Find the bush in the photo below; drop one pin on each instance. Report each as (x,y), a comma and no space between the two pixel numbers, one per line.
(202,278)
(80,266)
────────
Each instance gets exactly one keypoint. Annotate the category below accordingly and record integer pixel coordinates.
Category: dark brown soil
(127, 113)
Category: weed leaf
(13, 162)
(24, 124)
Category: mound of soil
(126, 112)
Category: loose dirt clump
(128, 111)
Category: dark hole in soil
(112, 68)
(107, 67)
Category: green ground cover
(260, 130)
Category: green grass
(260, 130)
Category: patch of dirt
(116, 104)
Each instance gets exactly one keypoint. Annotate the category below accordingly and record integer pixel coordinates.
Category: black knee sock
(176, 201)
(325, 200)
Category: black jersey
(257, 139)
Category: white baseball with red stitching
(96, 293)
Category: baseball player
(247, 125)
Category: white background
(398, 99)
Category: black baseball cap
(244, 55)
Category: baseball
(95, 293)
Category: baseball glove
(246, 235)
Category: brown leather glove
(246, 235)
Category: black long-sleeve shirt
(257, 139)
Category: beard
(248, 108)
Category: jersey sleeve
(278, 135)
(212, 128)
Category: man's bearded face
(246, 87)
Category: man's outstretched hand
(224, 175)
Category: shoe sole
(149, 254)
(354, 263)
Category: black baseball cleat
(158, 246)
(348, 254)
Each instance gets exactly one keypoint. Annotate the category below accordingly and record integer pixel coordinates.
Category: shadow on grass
────────
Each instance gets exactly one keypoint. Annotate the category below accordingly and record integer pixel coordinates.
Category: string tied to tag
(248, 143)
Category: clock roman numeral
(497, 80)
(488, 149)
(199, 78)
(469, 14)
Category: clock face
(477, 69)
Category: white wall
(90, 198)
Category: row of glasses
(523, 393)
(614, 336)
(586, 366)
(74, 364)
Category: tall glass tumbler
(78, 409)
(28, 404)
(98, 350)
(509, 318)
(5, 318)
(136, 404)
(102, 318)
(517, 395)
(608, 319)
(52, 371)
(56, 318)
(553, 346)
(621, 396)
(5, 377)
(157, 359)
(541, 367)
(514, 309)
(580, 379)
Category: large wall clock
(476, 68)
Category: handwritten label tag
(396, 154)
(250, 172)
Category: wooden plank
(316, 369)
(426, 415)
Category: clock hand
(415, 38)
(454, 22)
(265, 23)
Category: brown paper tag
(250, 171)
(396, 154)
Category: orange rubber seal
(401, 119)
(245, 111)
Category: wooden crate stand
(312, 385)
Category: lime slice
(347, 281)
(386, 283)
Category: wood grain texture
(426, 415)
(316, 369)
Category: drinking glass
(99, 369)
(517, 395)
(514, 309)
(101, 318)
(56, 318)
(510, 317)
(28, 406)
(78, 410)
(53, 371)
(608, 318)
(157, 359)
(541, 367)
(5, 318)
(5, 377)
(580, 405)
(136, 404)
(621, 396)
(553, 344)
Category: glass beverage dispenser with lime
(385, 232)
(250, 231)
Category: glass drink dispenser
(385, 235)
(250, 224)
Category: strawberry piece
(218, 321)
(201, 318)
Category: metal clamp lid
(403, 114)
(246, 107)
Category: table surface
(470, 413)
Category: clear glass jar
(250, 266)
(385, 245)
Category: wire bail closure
────────
* **Problem to solve**
Set down only the lines above that fall between the line holding "Category: strawberry piece" and the line holding "Category: wire bail closure", inclusive, keeping each exact.

* **Response**
Category: strawberry piece
(218, 321)
(201, 318)
Category: metal clamp lid
(403, 114)
(246, 107)
Category: table surface
(470, 413)
Category: clear glass jar
(250, 266)
(385, 245)
Category: wire bail closure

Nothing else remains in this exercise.